YOUR GOAL → Take the data below and extract the lines from the one with "Question: Mark the dirt field" to the one with "Question: Mark the dust cloud", inclusive, exactly as written.

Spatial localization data

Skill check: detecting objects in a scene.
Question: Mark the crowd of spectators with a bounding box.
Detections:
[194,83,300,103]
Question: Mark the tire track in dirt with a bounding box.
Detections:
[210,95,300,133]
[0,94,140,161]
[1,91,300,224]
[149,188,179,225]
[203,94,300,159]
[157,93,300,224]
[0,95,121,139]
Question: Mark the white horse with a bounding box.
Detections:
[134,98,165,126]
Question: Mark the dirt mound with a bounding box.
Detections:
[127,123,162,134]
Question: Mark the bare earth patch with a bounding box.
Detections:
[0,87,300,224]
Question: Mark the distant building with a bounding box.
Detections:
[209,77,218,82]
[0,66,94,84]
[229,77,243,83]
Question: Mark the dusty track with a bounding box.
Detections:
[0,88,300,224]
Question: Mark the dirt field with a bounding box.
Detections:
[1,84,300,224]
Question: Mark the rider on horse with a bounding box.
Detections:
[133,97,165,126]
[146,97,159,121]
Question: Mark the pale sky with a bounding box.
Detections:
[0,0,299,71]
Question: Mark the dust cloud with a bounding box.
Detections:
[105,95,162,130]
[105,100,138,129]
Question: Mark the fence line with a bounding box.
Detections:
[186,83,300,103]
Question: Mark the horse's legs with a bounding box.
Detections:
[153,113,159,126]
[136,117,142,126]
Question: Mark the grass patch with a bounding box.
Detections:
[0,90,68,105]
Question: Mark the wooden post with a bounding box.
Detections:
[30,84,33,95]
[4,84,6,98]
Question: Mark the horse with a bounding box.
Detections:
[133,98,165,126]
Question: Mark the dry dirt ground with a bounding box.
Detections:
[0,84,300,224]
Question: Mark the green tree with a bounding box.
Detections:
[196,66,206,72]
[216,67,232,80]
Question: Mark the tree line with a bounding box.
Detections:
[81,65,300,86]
==
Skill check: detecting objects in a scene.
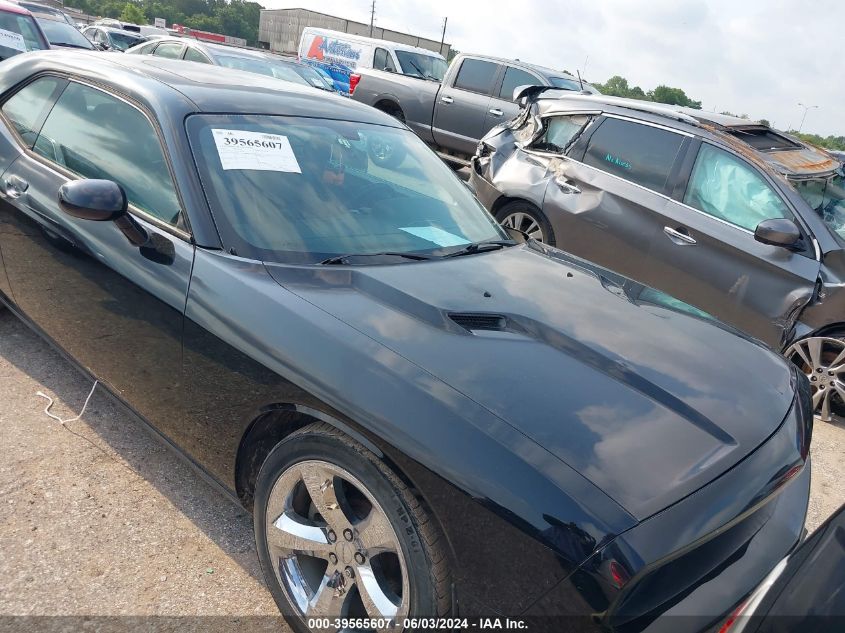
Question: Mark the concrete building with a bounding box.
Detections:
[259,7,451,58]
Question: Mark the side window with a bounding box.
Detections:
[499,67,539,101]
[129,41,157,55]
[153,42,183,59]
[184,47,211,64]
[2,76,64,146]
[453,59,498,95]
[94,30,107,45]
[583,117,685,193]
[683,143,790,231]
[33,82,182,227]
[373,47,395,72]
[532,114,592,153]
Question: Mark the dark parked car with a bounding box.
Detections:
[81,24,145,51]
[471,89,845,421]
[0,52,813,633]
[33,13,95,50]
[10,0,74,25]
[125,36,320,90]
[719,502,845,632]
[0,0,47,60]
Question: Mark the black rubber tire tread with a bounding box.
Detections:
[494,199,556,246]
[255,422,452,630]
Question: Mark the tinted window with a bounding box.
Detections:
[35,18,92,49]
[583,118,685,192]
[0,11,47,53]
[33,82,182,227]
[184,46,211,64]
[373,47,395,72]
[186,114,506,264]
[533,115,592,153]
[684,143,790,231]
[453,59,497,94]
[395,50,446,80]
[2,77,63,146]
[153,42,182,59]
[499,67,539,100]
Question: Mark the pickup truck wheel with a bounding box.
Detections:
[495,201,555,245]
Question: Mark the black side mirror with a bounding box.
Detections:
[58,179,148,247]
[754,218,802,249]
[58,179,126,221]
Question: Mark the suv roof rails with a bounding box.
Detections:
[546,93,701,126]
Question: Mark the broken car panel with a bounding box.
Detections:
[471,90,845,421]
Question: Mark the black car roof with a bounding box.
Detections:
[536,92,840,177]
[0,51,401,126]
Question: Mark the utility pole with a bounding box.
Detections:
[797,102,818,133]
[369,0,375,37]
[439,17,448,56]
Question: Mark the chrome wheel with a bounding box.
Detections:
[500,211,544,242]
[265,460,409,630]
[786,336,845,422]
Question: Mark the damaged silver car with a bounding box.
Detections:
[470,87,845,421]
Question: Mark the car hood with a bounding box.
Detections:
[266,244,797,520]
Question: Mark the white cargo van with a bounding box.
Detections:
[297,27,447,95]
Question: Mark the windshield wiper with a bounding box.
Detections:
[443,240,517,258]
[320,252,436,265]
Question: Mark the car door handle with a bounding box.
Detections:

RESPONSE AREA →
Question: Mark the dirt field with a bounding box.
Detections:
[1,84,300,224]
Question: Mark the rider on horse with a bounding box.
Detections:
[133,97,165,126]
[146,97,159,121]
Question: Mark the pale sky with a bounding box.
Detections:
[0,0,299,71]
Question: Mark the dust cloud with a bounding box.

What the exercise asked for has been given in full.